About this task: Repeat every line of the material below exactly.
*** Opening of Record extracts ***
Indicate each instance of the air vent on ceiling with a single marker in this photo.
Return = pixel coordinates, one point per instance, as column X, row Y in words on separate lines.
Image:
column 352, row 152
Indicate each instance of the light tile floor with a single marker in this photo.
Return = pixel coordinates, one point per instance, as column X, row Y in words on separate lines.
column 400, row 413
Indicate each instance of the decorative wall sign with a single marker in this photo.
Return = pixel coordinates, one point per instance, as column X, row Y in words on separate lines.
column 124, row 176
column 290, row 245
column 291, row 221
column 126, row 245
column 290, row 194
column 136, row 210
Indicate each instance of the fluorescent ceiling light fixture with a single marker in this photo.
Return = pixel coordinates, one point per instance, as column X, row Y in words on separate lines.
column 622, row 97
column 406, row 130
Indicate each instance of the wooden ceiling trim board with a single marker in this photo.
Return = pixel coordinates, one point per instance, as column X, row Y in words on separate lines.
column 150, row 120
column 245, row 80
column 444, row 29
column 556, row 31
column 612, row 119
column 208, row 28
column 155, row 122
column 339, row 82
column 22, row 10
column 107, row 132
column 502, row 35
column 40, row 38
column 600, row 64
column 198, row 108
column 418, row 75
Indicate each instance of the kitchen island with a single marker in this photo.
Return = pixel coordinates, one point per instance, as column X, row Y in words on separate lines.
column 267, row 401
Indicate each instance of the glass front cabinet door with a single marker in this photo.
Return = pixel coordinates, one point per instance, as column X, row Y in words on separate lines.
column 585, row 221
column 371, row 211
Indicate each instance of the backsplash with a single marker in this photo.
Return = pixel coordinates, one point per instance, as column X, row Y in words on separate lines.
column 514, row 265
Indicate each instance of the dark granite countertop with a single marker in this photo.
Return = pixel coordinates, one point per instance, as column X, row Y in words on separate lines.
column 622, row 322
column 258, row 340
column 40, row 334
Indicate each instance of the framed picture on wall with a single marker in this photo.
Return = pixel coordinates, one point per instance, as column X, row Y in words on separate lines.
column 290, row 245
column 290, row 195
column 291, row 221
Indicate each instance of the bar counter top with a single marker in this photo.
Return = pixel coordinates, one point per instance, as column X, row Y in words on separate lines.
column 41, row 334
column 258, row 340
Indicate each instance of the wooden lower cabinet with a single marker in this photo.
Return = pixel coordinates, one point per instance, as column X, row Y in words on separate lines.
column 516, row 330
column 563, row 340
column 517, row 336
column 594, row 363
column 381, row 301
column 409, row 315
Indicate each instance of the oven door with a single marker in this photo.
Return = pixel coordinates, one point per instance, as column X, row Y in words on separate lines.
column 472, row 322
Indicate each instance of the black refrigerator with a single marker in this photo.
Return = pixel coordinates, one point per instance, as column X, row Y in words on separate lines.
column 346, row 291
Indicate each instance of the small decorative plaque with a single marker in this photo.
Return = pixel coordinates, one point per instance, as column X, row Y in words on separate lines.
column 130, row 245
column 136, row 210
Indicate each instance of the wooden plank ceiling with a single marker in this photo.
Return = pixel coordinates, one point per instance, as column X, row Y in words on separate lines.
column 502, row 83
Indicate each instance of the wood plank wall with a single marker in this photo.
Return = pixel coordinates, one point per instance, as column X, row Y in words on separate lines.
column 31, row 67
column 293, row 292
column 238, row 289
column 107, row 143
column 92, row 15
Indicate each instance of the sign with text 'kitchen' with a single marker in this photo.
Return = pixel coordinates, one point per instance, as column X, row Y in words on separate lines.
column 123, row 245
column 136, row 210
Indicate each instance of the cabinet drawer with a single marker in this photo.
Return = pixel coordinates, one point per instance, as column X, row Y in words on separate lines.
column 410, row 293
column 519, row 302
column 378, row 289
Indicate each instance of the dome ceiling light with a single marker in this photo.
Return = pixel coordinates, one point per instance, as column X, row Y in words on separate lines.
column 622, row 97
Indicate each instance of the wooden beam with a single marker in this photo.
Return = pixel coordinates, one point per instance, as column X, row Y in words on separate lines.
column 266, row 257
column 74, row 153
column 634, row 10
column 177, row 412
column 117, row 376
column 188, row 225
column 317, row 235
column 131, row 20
*** Close of Record extracts ***
Reply:
Indicate each instance of the air vent on ceiling with a single marker in this photo.
Return = pixel coordinates, one point per instance, as column X, row Y in words on separate lines.
Image:
column 352, row 152
Indicate each instance of the light tile floor with a single marker in this photo.
Return = pixel coordinates, one point per instance, as column X, row Y in words on separate lines.
column 400, row 413
Indicate each instance of the decorative wall sign with a single marker in this photo.
Return = pixel coordinates, one point per instance, as column X, row Y in words on separate lines.
column 124, row 176
column 290, row 245
column 291, row 221
column 126, row 245
column 290, row 194
column 136, row 210
Indicate each instance of the fluorescent ceiling light fixture with a single marker in this photo.
Return = pixel coordinates, one point per instance, as column X, row Y in words on separate lines.
column 622, row 97
column 406, row 130
Indicate each instance of the wooden ceiling trim board with a single marker in this photo.
Return = pixel coordinates, one point per instance, as column X, row Y in words on separate lines.
column 150, row 120
column 245, row 80
column 444, row 29
column 556, row 31
column 612, row 119
column 208, row 28
column 155, row 122
column 339, row 82
column 22, row 10
column 107, row 132
column 502, row 35
column 40, row 38
column 600, row 64
column 198, row 108
column 418, row 75
Indicate each instance of the kitchen island with a single marker in this photo.
Return = pixel coordinates, one point per instance, as column X, row Y in words on separate lines.
column 267, row 401
Indicate each instance of the glass front cabinet door with a single marker in this photo.
Return = pixel coordinates, one point per instance, as column X, row Y in words on separate lines.
column 585, row 221
column 371, row 211
Indicate each instance of the backsplash with a single marker in this photo.
Return = pixel coordinates, one point per instance, as column X, row Y in words on separate lines.
column 514, row 265
Indicate each instance of the dark granite countertop with a single marker in this photo.
Return = pixel coordinates, one point per instance, as column X, row Y in words on separate lines.
column 622, row 322
column 258, row 340
column 40, row 334
Indicate each instance of the framed picture on wall with a single marker in this photo.
Return = pixel coordinates, one point per instance, as column X, row Y in words on separate lines.
column 290, row 245
column 290, row 195
column 291, row 221
Indicate each instance of the bar counter top with a single marker in this photo.
Return = pixel coordinates, one point per instance, as column X, row Y in words on separate lines.
column 41, row 334
column 258, row 340
Indicate each instance of the wooden lower cabinet with a single marker in this photo.
Return = pixel coordinates, one point per instance, as column X, row Y in words on separate lines.
column 516, row 330
column 563, row 340
column 517, row 336
column 594, row 363
column 381, row 301
column 409, row 315
Indicate each instance of the oven door with a single marker in this photo.
Return = pixel coordinates, one point per instance, as column X, row Y in words on separate lines.
column 472, row 322
Indicate each instance of the black refrigerator with a single marker in this photo.
Return = pixel coordinates, one point per instance, as column X, row Y in words on separate lines.
column 346, row 291
Indicate each instance of the small decorative plaque with a single marker in this photo.
Return = pixel coordinates, one point per instance, as column X, row Y in words on separate lines.
column 130, row 245
column 136, row 210
Indicate each instance of the wooden plank ceiling with a single marker in this photo.
Return = pixel coordinates, one point per instance, as column X, row Y in words on separate lines.
column 502, row 83
Indicate each instance of the wood plank wall with a single marker in this photo.
Return = pixel coordinates, one point per instance, as column X, row Y in words on separate lines.
column 31, row 67
column 293, row 292
column 238, row 289
column 107, row 143
column 92, row 15
Indicate each instance of the sign with text 'kitchen' with a single marker in this photo.
Return = pixel coordinates, one point per instance, as column X, row Y in words on separate lines.
column 123, row 245
column 136, row 210
Indicate each instance of the cabinet drawer with a single marker in this photo.
Return = pixel coordinates, one point per instance, as column X, row Y in words on separate lines.
column 410, row 293
column 519, row 302
column 378, row 289
Indicate each instance of the dome ceiling light with a single marker in this photo.
Return = pixel coordinates, one point per instance, as column X, row Y in words on separate lines.
column 622, row 97
Indicate each instance of the wooden beam with a single marker in this photo.
Return = pixel coordinates, one point per instance, as column X, row Y in words on separate lines.
column 266, row 257
column 74, row 153
column 634, row 10
column 177, row 412
column 117, row 376
column 188, row 225
column 317, row 235
column 131, row 20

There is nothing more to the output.